Aim - Set out the listing below as a numbered list, from the line with "You are given" to the line with "[573,187,770,278]", both included, skipping blank lines and leaving out the picture.

** BEGIN Rows **

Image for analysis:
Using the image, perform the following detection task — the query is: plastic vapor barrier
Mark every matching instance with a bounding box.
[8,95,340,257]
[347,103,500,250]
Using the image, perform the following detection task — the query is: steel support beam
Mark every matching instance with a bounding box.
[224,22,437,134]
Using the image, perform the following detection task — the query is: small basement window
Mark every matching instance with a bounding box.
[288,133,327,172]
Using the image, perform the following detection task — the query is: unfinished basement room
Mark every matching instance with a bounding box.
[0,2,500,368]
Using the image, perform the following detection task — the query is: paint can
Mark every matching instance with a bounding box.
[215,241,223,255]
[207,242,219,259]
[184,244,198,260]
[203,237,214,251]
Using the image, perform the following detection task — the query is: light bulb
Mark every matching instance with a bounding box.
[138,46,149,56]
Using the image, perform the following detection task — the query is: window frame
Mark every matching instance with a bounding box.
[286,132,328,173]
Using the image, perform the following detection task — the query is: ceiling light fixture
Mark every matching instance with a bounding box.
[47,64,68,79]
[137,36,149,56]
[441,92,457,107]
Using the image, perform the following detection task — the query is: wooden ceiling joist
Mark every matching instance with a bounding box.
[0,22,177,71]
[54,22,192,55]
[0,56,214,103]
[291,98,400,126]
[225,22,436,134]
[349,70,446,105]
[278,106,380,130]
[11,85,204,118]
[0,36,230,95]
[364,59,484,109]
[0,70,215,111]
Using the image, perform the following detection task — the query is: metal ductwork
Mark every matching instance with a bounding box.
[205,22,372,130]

** END Rows **
** BEGIN Rows **

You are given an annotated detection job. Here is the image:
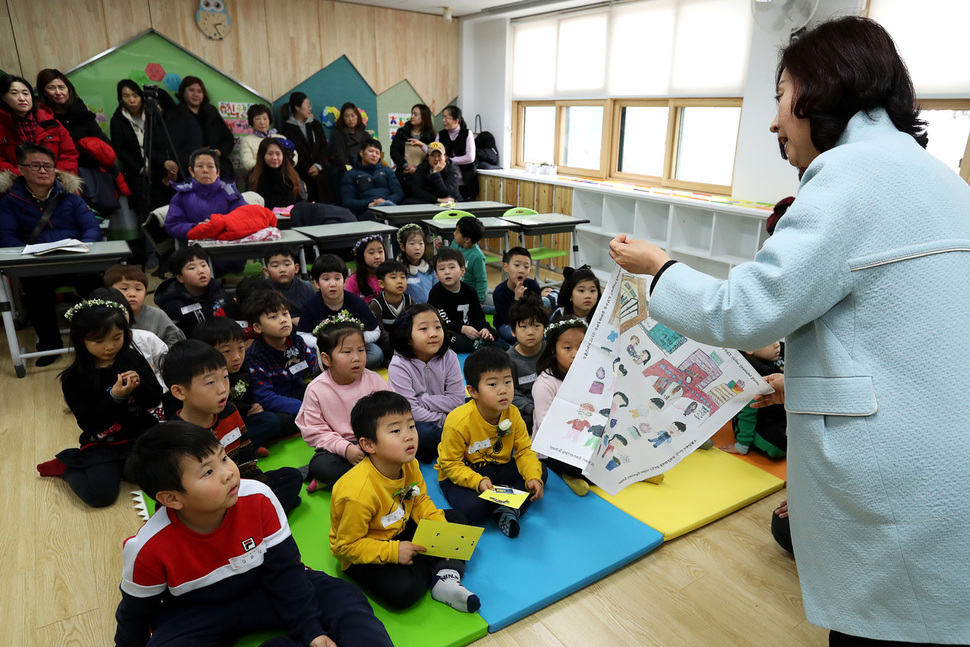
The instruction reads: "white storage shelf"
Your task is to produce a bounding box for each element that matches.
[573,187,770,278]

** END Rows **
** BEGIN Rows **

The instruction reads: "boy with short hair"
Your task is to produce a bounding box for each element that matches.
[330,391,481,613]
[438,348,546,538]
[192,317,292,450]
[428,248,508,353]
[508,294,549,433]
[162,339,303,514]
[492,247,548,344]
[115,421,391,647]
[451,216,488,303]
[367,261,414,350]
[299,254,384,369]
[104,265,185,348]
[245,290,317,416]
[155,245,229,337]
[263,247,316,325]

** END Rows **

Solution below -
1. You are given an annotated detection job. Here is the image:
2. The instruction reads: "white storage shelf"
3. Your task is to produce a bounding box for each element that matches.
4. [573,187,770,278]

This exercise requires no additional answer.